Artikel:
========================

Leichtathletik-WM: DLV-Bosse bremsen die Medaillen-Erwartungen

Helsinki (dpa). Mit dem kleinsten Team in der Geschichte und ganz bescheidenen Erwartungen startet der Deutsche Leichtathletik-Verband (DLV) in die 10. Weltmeisterschaften.

Nach der verletzungsbedingten Absage von Diskuswerfer Robert Harting (Berlin) sind in Helsinki nur 52 Teilnehmer am Start - angeführt von den Olympia-Zweiten Steffi Nerius (Speer) und Nadine Kleinert (Kugel). »Ich halte wenig von Medaillenspekulationen«, sagte Präsident Clemens Prokop. »Aber unser Optimismus gründet sich darauf, dass es in dieser Saison ganz gut lief.«
Das Ziel ein Jahr nach dem Olympia-Debakel sei, dass möglichst viele Athleten ihre Saisonbestleistung erreichen oder übertreffen. In Athen hatte es nur zwei Mal Silber für den DLV gegeben, bei der WM 2003 in Paris ein Mal Silber und drei Mal Bronze.

========================

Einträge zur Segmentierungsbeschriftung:

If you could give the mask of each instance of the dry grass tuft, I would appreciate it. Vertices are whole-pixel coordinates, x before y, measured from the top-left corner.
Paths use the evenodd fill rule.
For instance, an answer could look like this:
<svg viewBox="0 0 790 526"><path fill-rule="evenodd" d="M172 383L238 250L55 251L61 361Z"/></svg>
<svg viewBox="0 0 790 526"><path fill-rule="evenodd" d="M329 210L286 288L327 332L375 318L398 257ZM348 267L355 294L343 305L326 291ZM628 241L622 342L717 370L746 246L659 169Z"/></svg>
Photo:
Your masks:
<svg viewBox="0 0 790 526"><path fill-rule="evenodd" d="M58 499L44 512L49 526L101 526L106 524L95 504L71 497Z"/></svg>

========================

Aufgabenstellung: Setze bitte den Artikel über die Leichtathletik-WM in Helsinki oben nach seinem letzten Satz fort.

Gelöste Aufgabe:
Auch der neue Leitende Bundestrainer Jürgen Mallow malt die Zukunft der olympischen Kernsportart nicht rosig. »Ich fürchte, man wird sich daran gewöhnen müssen«, kommentierte er die Tatsache, dass bei den Männern beispielsweise die Laufstrecken ab 1500 m und bei den Frauen der Flachsprint nicht besetzt sind. »Als wir im Herbst das neue Leistungssportkonzept nach unserem historischen Tief verabschiedet haben, habe ich gesagt, wir müssen erst einmal anfangen, am Dach zu reparieren. Das ist die Nationalmannschaft«, sagte Mallow weiter.
Disziplinen, die seit Jahren schwach besetzt sind, »brauchen einen längeren Aufbau«. Dass in allen 47 Disziplinen deutsche Athleten am Start sind, erklärte der Funktionär, werde es bis zu den nächsten Olympischen Spielen nicht geben. Er sei sich auch nicht sicher, ob eine gezielte Talentsuche helfen könne, den Olympiasieger von Morgen zu entdecken. Mallow war übrigens einst der Trainer von Patriz Ilg: Der Schwabe hatte bei der WM-Premiere von 22 Jahren in Helsinki Gold über 3000 Meter Hindernis gewonnen.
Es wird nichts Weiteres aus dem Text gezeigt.